Top of Document section

Thought to be a pigmy sasquatch, sharing the bipedal and ape-like nature of sasquatch but not the height.

Yowie

The name for a mysterious cross between an ape and a human used by Aborigines for thousands of years.

Names For Sasquatch Around the World

Canada: Wendigo

More mythical than others on this map, Wendigo is said to have shapeshifting abilities due to being a spirit rather than an animal

Pacific Northwest: Sasquatch/Bigfoot

Sasquatch was used by Native Americans to refer to what they believed was a forest spirit prior to colonization. Bigfoot is the 1950s nickname.

Ohio: The Grassman

As Ohio turned from woods to farmland, this name identified a sasquatch that survived off farms rather than forests.

Florida: Skunk Ape

In the South, this creature is reported to be as smelly as terrifying, earning this less flattering name.

South America: Mapingauri

Thought to perhaps be a giant sloth due, this stinky creature roams the jungle rather than the mountains.

Mongolia: Almas

Believed to be more human than its neighboring Yeti, some believe this is simply an elusive group of primitive humans.

China: Yeren

A legendary forest creature that has been speculated about for generations but could simply refer to a now extinct giant ape.

Bottom of Document section
Top of Provided records

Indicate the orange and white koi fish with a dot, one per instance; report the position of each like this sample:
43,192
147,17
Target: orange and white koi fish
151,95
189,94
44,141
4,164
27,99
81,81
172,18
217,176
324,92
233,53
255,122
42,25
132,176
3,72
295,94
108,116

Bottom of Provided records

■ Tasks for this exercise ■
1. In the text on names for sasquatch:
(a) What name is described as the 1950s nickname?
(b) What does the Grassman survive off instead of forests?
(c) Why is the Wendigo said to have shapeshifting abilities?
2. Which places head the entries under "Names For Sasquatch Around the World" in the text on names for sasquatch? List all of them.
3. Carry on the text on names for sasquatch from where it stops.
The records aren't needed for anything asked here.

■ Answers in order ■
1.
(a) Bigfoot
(b) Farms
(c) Because it is a spirit rather than an animal

2. Canada, Pacific Northwest, Ohio, Florida, South America, Mongolia, China

3.
South Asia: Yeti/Abominable Snowman

In the snowy Himalayas, this iconic name is associate with a creature that might be more evolved to suit cold-weather than sasquatch.

Sumatra: Orang Pendek

Thought to be a pigmy sasquatch, sharing the bipedal and ape-like nature of sasquatch but not the height.

Australia:Yowie

The name for a mysterious cross between an ape and a human used by Aborigines for thousands of years.

Sasquatch in Pop Culture

There is a true mystery behind Sasquatch. People are curious beings, and the idea that a creature such as Sasquatch may be living among everyday humans is truly a thrill. What seems to be true (or not true) has been debated over and over in, not only the general public, but in popular culture as well. The beginning of the search for Sasquatch began once the first sighting was reported in California, and it accelerated quite rapidly after that New discoveries, sightings, and evidence have further allowed people to look deeper into the possibility that Sasquatch could maybe exist, and popular culture has continued developing their own thoughts that we see every day.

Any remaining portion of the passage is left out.